WHAT YOU HAVE TO DO:
Rewrite the part of the cam upgrade thread between "# List of parts" and "(Jun 8, 2014)", inclusive, replacing "ARP" with "OEM".

PROVIDED TEXT:

# List of parts needed for Cam Upgrade



## SIXO GTO (Nov 7, 2013)

Hey , im gathering parts for this winters 2014-2015 storage project & I was thinking the Vengeance Racing VRX5 cam 236/238 .601/.605 113+2 LSA & Vengeance Racing Dual Spring Kit- .660 Lift/Titanium Retainers Spring specs are 155 lbs @ 1.780", 380 lbs @ 1.180", 400 lbs @ 1.130, coild bind @ 1.070" also Cloyes Race Billet True Roller Single Row Timing Set w/upgraded extreme duty z chain .Melling Hi Volume Oil Pump .... ARP Camshaft Retainer Plate Bolt Kit ,ARP Harmonic Balancer Bolt & ARP LS Cam Bolts ..GM LS2 / 3 Front Cover Kit Includes:Cover / Gasket / Seal / Cam Position Sensor .....Anything else im missing or I should upgrade/replace ??? I just want to do this 1 time ! ! !


----------



## Qnko (Jun 8, 2014)

I have a vengeance set up. Vindicator cam, trickflow heads , fast 102, NW 102. You are missing the rocker arms. Best way is to upgrade the stock ones with a trunion kit. Call them and they will sell you the perfect set up. Also I think that the cam you want is too big and will be limited by the stock heads and intake. Once you change the cam your drivability will suck so you will need gears, once you open the rear end you might as well get a truetrac. Then the clutch will give up so you would need to upgrade. 
Power is very addictive. When I got my car I just wanted a CAI. 2 years and 15,000$ later for parts only ( I did all the work myself) my car is finally ready ( there is nothing more that I can buy). Good luck. If you are on a budget stay bellow 230 duration.


----------

DATASET:
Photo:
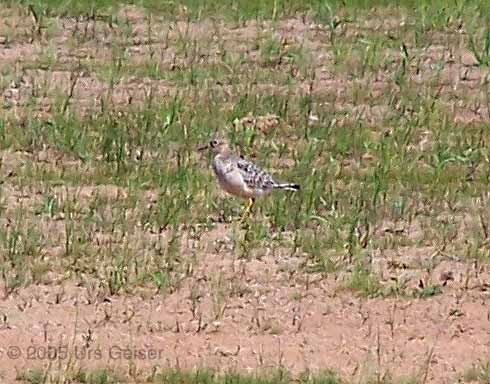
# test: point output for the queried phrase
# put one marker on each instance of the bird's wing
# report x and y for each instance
(253, 176)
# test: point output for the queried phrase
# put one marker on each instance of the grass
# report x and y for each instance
(378, 116)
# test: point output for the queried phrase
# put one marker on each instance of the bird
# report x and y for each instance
(240, 177)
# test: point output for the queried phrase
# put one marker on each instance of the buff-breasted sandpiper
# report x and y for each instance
(241, 177)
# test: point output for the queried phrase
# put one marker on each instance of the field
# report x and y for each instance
(122, 261)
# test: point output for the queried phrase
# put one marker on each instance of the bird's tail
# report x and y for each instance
(288, 186)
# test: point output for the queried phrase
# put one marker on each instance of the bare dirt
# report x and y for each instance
(249, 315)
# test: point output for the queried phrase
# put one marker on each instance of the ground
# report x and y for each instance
(121, 259)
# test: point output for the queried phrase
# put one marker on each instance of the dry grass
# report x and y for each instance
(113, 231)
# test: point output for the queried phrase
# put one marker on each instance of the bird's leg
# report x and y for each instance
(247, 210)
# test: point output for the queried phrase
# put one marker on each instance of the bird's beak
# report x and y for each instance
(203, 147)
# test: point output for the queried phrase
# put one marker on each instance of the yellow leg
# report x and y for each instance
(247, 210)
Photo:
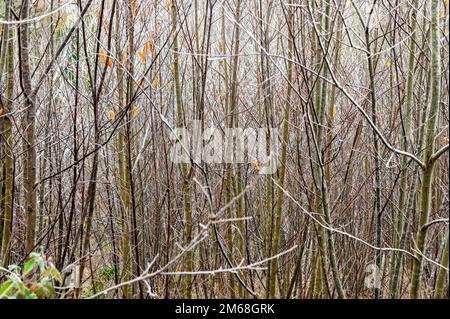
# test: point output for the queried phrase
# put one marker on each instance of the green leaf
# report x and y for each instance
(29, 265)
(56, 275)
(6, 289)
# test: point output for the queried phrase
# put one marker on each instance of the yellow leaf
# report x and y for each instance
(389, 63)
(256, 165)
(142, 56)
(169, 5)
(155, 82)
(150, 46)
(136, 7)
(135, 111)
(333, 111)
(141, 83)
(112, 115)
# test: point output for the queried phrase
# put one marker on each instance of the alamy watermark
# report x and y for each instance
(213, 145)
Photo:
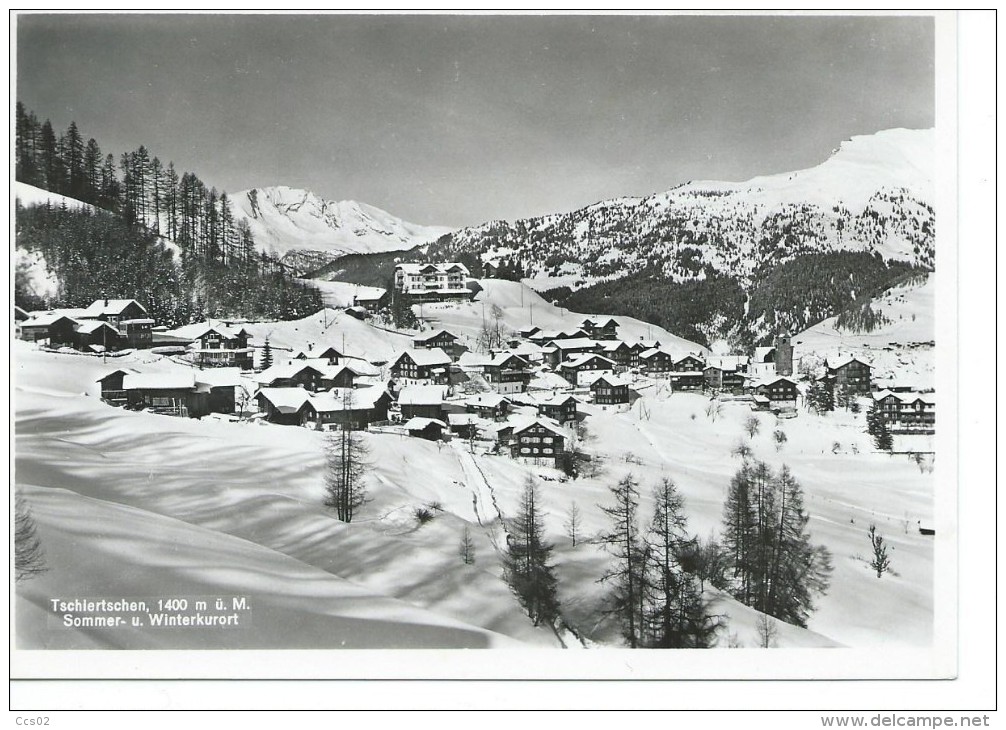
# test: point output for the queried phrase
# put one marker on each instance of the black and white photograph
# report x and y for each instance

FULL ANSWER:
# List of parts needed for Cam Upgrade



## SIXO GTO (Nov 7, 2013)

Hey , im gathering parts for this winters 2014-2015 storage project & I was thinking the Vengeance Racing VRX5 cam 236/238 .601/.605 113+2 LSA & Vengeance Racing Dual Spring Kit- .660 Lift/Titanium Retainers Spring specs are 155 lbs @ 1.780", 380 lbs @ 1.180", 400 lbs @ 1.130, coild bind @ 1.070" also Cloyes Race Billet True Roller Single Row Timing Set w/upgraded extreme duty z chain .Melling Hi Volume Oil Pump .... OEM Camshaft Retainer Plate Bolt Kit ,OEM Harmonic Balancer Bolt & OEM LS Cam Bolts ..GM LS2 / 3 Front Cover Kit Includes:Cover / Gasket / Seal / Cam Position Sensor .....Anything else im missing or I should upgrade/replace ??? I just want to do this 1 time ! ! !


----------



## Qnko (Jun 8, 2014)